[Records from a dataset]
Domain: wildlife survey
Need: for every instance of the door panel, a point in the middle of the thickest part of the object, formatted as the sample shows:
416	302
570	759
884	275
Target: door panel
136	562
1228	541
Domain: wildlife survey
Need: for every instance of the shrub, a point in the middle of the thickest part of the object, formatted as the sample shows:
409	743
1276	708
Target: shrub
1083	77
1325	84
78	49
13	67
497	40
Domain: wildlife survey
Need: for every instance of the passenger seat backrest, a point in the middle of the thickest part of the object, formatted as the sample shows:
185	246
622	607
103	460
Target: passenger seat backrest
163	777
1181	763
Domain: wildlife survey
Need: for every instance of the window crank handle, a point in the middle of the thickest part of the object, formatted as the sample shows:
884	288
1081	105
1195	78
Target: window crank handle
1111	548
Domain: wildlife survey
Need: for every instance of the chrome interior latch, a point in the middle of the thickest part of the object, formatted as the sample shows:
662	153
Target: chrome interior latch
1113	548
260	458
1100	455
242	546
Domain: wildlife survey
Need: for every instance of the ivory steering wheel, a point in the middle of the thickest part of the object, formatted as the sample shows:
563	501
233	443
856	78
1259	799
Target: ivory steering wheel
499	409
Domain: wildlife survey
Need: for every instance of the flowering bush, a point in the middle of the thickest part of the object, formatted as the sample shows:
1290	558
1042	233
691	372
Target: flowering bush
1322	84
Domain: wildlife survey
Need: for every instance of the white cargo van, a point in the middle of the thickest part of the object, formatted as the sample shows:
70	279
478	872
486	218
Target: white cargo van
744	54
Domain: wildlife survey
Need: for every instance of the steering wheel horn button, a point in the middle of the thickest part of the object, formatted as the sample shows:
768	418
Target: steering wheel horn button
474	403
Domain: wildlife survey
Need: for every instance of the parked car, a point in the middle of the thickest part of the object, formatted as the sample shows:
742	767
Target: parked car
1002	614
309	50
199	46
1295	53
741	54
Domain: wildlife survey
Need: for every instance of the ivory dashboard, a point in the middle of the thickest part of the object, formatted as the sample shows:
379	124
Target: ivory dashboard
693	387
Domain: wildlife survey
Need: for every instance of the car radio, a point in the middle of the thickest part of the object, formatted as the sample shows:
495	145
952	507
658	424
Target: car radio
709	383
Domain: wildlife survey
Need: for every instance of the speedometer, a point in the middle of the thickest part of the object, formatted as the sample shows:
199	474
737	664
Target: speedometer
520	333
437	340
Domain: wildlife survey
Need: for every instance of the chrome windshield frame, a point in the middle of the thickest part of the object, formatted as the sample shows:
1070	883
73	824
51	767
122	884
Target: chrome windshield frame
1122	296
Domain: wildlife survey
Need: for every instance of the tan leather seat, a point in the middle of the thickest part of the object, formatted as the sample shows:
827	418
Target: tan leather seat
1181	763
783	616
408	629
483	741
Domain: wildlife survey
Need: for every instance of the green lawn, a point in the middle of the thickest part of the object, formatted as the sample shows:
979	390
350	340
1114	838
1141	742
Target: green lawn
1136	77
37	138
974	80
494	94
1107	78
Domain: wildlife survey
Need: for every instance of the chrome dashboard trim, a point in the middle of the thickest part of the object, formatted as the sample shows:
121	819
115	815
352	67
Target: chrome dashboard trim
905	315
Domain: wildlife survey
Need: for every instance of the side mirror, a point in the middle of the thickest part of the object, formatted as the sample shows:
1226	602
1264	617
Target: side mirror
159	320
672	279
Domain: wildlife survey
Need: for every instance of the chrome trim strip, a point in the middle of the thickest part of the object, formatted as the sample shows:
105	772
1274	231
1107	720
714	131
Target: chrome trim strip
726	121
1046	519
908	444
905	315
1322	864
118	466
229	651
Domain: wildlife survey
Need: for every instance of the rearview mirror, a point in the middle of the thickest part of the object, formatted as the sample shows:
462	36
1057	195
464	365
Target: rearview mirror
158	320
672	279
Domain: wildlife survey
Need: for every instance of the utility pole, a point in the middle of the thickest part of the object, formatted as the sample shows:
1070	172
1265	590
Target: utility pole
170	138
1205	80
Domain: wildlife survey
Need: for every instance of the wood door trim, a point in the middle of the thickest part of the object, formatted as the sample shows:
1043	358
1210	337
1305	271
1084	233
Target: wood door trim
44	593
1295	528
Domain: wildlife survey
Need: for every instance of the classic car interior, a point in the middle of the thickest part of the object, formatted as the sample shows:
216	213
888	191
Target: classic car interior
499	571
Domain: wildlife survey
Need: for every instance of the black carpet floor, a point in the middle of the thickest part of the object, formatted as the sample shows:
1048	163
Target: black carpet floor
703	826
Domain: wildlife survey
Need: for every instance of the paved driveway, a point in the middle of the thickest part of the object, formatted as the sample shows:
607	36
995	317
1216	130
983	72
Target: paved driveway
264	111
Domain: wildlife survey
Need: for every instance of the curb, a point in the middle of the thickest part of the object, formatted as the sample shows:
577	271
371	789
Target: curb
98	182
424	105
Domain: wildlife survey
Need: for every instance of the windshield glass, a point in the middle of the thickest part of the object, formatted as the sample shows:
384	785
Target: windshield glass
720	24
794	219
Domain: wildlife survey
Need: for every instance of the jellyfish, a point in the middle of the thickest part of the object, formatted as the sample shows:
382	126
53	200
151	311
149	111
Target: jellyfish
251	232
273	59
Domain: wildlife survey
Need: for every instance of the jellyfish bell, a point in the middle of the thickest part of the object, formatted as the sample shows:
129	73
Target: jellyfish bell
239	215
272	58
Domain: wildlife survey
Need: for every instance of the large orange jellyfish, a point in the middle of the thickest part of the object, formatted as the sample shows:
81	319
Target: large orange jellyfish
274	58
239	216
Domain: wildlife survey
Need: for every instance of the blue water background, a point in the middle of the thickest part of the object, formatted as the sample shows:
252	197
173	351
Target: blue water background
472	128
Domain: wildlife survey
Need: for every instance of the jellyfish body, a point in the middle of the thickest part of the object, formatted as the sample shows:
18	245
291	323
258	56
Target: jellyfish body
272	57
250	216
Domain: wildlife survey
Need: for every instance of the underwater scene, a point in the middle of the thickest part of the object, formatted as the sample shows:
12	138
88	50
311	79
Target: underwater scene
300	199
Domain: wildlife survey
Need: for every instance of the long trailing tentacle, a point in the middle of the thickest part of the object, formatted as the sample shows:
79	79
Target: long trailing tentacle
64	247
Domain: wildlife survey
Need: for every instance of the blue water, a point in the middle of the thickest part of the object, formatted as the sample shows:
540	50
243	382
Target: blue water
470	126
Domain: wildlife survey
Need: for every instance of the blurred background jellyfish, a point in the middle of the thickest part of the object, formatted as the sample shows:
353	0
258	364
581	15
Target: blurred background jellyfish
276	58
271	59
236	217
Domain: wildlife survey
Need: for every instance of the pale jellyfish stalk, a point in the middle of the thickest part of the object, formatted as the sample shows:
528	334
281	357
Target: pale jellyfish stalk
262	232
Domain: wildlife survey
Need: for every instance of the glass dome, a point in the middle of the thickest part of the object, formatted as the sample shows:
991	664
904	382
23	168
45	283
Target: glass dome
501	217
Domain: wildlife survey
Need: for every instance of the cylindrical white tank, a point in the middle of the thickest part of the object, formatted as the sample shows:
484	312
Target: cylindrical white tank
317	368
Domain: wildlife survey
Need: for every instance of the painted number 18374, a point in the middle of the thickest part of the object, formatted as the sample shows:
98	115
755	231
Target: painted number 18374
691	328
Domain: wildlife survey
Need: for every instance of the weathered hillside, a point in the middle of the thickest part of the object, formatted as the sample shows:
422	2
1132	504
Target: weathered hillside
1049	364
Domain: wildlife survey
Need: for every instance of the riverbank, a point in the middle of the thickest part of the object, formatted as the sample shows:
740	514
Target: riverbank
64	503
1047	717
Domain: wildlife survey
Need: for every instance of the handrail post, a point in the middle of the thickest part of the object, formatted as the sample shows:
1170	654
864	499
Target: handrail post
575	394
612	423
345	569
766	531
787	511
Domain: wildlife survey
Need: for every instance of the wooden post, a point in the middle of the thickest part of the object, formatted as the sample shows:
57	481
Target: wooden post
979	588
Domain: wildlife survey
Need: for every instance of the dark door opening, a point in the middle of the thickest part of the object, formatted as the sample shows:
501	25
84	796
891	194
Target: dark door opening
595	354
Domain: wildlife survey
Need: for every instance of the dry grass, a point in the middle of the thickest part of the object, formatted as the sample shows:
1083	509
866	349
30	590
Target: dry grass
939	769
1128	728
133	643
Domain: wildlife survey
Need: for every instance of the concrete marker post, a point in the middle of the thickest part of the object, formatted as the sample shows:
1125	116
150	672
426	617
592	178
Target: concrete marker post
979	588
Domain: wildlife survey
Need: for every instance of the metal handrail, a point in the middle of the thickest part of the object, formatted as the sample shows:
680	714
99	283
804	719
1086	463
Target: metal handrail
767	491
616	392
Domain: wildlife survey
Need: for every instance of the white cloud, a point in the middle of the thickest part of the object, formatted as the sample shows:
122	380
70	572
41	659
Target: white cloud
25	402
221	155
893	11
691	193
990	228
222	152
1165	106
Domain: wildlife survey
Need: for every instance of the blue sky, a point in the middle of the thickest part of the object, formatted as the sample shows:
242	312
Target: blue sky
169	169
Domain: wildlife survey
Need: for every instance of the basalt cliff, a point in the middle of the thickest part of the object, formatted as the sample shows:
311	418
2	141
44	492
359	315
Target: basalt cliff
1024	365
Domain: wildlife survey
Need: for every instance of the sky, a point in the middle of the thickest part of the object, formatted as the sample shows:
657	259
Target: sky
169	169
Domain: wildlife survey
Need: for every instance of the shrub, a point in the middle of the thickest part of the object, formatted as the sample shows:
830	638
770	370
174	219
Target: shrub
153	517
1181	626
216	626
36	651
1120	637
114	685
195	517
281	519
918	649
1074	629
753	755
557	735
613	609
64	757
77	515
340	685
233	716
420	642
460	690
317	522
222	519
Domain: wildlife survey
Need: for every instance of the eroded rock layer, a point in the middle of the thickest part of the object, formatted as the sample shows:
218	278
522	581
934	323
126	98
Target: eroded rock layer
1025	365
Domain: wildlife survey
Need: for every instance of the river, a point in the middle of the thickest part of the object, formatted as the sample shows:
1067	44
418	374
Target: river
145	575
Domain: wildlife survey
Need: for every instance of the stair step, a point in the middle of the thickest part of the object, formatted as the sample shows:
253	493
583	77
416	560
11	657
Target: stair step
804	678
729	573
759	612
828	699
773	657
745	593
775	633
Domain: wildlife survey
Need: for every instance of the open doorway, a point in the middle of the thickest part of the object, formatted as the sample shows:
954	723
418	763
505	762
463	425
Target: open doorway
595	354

◆ **Exercise directions**
Extract every line of the records above that contains the string "flowering", and copy each one in full. Matching is case-sensitive.

◆ **Output for this exercise**
Need: for every instance of the flowering bush, a point in the middle of the thickest part of the object, formatted as the sample shows:
Target: flowering bush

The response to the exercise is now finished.